Your goal | Count the lines in the entries that contain "point". Say the number and nothing more.

Provided records |
--------

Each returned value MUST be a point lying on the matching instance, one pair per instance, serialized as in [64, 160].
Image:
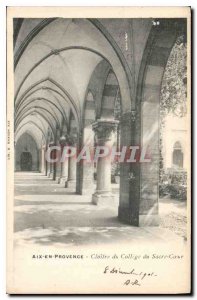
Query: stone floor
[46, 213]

--------

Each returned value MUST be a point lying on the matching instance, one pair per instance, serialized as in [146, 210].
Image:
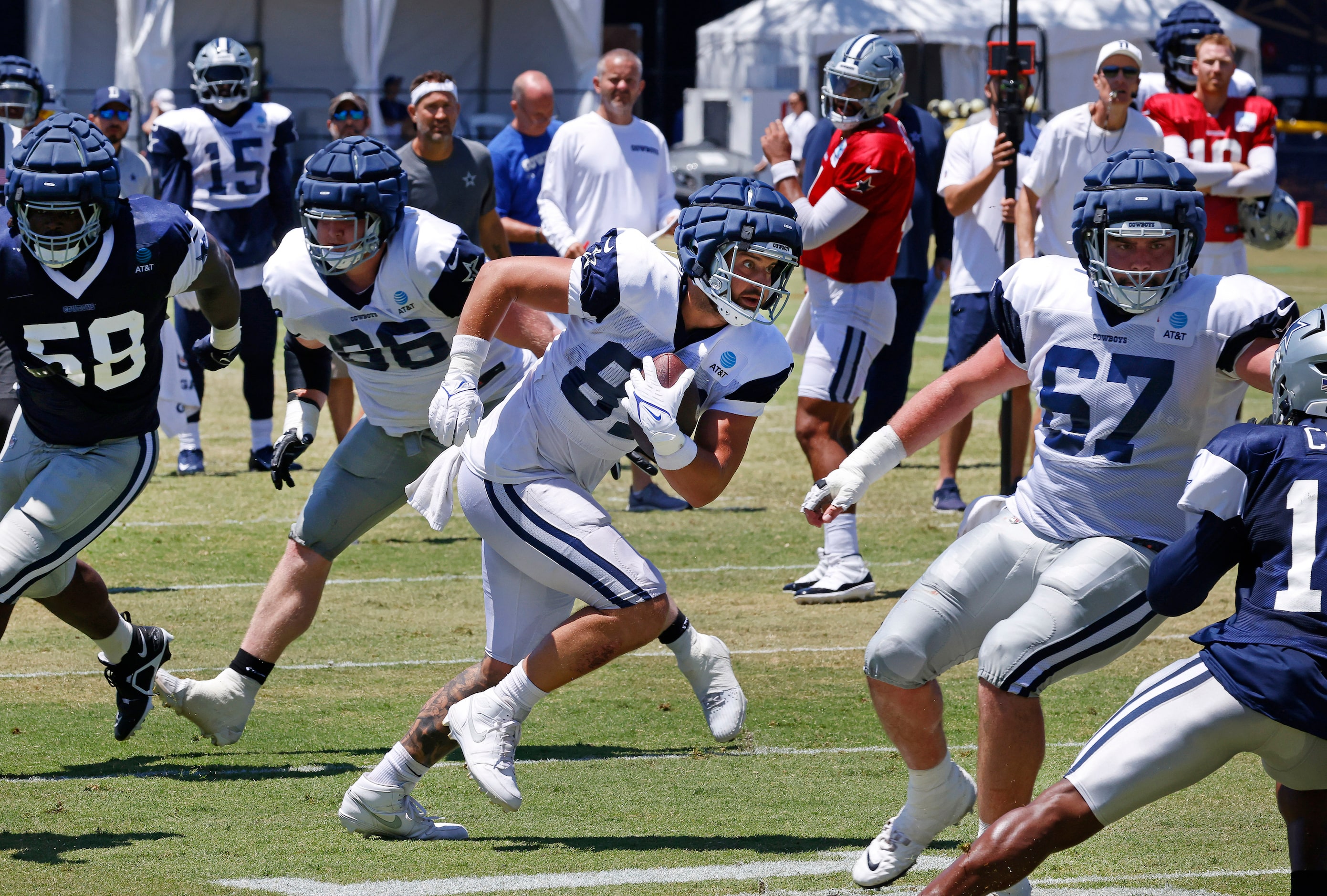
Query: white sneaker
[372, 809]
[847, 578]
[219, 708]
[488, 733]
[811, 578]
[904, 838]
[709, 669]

--------

Reply to the exercise | 2